▸ Что нужно сделать
A - Почему, согласно предоставленному отрывку, прусские войска были вынуждены оставить часть провизии позади?
B - Определите, согласуются ли с предоставленным отрывком утверждения (i)–(iii). Для каждого ответьте «да» или «нет» и приведите решающие слова отрывка дословной цитатой.
(i) Прусские войска выступили из Вердена во время дождя.
(ii) Гете описывает приготовления к битве с точки зрения голодных солдат.
(iii) Согласно сноске, при Вальми победу одержали прусские войска.
C - Перечислите все географические названия, упомянутые в предоставленном отрывке, включая сноску.

В затяжной дождь прусские войска выступили из Вердена навстречу неприятелю. Из-за нехватки лошадей и фургонов, они должны были оставить часть провизии позади. Продвижение по топким дорогам было таким медленным, что – как со своей обычной откровенностью признался Лаукхард – только лень и упадок сил помешали ему в тот момент «перейти на сторону французов». Нарисованная им картина похода вплоть до сражения при Вальми[83 - … до сражения при Вальми… – 20 сентября 1792 года при Вальми французские войска одержали победу над прусскими войсками, и Франция избежала иностранной интервенции.] совсем не похожа на ту, что оставил нам автор «Вертера» и «Фауста», участвовавший в той же кампании, находясь в ближайшем окружении прусского короля и немецких принцев; но оба описания правдивы, и мы вынуждены принимать в расчет и то и другое свидетельство. В то время как Гете с изяществом и точностью великолепных оценок рассказывает о приготовлениях к битве, наблюдая их из палатки командиров, Лаукхард показывает это с точки зрения изможденных и голодных солдат, всегда готовых возмутиться приказами офицеров и не очень хорошо представляющих себе, должны ли они ненавидеть или восхищаться «патриотами», с которыми их заставляют сражаться, да еще испытывающих суеверное почтение к королю и принцам, к тем, кто – как некоторые из солдат совершенно серьезно полагали – был совершенно неуязвим для пуль. И их товарищ и историк Лаукхард, в своем двойном качестве бывшего профессора и «философа», с большим трудом прощает им и этот, еще один, предрассудок.

▸ Исходные данные
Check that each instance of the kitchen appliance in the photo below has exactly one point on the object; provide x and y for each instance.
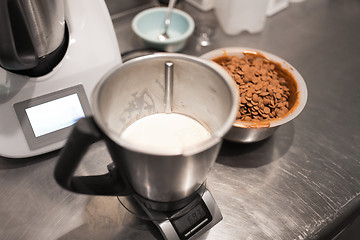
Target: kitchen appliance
(167, 182)
(52, 55)
(197, 216)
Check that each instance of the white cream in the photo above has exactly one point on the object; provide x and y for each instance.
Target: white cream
(170, 131)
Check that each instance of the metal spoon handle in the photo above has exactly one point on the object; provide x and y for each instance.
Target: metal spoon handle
(168, 14)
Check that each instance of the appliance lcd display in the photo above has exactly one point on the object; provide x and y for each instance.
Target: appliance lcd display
(54, 115)
(48, 119)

▸ Правильные ответы
A - Из-за нехватки лошадей и фургонов.

B -
(i) Да: «В затяжной дождь прусские войска выступили из Вердена навстречу неприятелю».
(ii) Нет: «Гете с изяществом и точностью великолепных оценок рассказывает о приготовлениях к битве, наблюдая их из палатки командиров».
(iii) Нет: «20 сентября 1792 года при Вальми французские войска одержали победу над прусскими войсками».

C - Верден, Вальми, Франция.